EXTRACTED TEXT:
__________
A counter-counter-argument is that if this is the case, then the entire Bible becomes sketchy as a moral authority. Then on whose authority is morality defined? It's worth noting that modern doubts that the historical Jesus claimed to be God (History Channel historians' and theologians' preferred view) doesn't necessarily stop all modern theologians from defending the gospels writers' position.
    • Leads to the derivative argument that the followers were either honest, insane, or suicidal. In spite modern secular accusations that they had fame and glory in mind; most of the New Testament writers wrote each other warning of how likely it was they would all be killed. In fact, only John died of natural causes. They were frequently harassed and run out of town, and lived in constant poverty. Not exactly the usual makings of a Get Rich Quick Scheme.
__________
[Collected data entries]
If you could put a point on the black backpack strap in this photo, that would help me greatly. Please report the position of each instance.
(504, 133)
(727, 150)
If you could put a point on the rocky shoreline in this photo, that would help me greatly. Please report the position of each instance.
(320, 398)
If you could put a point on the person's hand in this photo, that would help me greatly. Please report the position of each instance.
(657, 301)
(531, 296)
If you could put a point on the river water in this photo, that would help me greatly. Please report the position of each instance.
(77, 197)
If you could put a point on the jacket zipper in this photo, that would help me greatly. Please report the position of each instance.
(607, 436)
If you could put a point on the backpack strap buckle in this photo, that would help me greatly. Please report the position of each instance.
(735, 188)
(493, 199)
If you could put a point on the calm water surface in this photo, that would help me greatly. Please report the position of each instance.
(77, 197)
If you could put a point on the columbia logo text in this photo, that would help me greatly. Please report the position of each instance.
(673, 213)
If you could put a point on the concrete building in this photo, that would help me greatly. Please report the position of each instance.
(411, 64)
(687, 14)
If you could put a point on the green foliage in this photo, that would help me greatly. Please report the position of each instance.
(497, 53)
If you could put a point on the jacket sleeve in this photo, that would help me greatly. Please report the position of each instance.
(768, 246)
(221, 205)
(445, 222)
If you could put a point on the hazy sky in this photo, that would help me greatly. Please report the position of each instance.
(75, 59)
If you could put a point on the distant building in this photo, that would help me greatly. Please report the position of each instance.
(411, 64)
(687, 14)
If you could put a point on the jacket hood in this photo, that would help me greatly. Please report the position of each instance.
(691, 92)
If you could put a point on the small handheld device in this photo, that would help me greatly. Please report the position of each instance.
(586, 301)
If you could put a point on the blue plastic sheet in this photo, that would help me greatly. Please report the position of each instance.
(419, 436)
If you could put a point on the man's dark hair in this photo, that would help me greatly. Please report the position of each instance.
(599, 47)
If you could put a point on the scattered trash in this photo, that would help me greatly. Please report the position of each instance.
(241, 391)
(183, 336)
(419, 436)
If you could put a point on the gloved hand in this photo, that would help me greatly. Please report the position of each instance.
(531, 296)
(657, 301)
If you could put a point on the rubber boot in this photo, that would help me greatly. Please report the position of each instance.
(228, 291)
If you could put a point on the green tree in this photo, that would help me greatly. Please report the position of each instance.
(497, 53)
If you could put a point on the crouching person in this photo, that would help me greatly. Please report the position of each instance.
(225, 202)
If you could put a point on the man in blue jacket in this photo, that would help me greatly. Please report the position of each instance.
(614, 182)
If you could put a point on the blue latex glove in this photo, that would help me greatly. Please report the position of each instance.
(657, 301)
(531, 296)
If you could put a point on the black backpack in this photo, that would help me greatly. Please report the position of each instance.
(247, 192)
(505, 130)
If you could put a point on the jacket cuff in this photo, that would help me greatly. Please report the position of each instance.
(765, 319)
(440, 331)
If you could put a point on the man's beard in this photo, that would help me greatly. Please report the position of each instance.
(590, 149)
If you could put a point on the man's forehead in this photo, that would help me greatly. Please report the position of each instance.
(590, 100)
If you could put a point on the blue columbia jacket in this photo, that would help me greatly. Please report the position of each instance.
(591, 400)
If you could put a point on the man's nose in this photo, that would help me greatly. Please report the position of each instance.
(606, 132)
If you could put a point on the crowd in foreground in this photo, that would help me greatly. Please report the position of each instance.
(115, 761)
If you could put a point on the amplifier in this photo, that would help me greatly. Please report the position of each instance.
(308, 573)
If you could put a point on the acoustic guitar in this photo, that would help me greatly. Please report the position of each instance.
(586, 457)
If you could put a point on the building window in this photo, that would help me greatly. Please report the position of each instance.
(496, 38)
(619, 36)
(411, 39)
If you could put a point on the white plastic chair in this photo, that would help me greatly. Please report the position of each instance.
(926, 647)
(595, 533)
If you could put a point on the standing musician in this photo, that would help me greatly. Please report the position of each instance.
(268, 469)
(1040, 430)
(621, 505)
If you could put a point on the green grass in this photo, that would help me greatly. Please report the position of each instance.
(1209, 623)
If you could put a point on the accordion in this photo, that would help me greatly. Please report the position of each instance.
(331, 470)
__________
YOUR ASSIGNMENT:
Reproduce, word for word, the full passage arguing about biblical moral authority and the New Testament writers.

EXERCISE OUTPUT:
A counter-counter-argument is that if this is the case, then the entire Bible becomes sketchy as a moral authority. Then on whose authority is morality defined? It's worth noting that modern doubts that the historical Jesus claimed to be God (History Channel historians' and theologians' preferred view) doesn't necessarily stop all modern theologians from defending the gospels writers' position.
    • Leads to the derivative argument that the followers were either honest, insane, or suicidal. In spite modern secular accusations that they had fame and glory in mind; most of the New Testament writers wrote each other warning of how likely it was they would all be killed. In fact, only John died of natural causes. They were frequently harassed and run out of town, and lived in constant poverty. Not exactly the usual makings of a Get Rich Quick Scheme.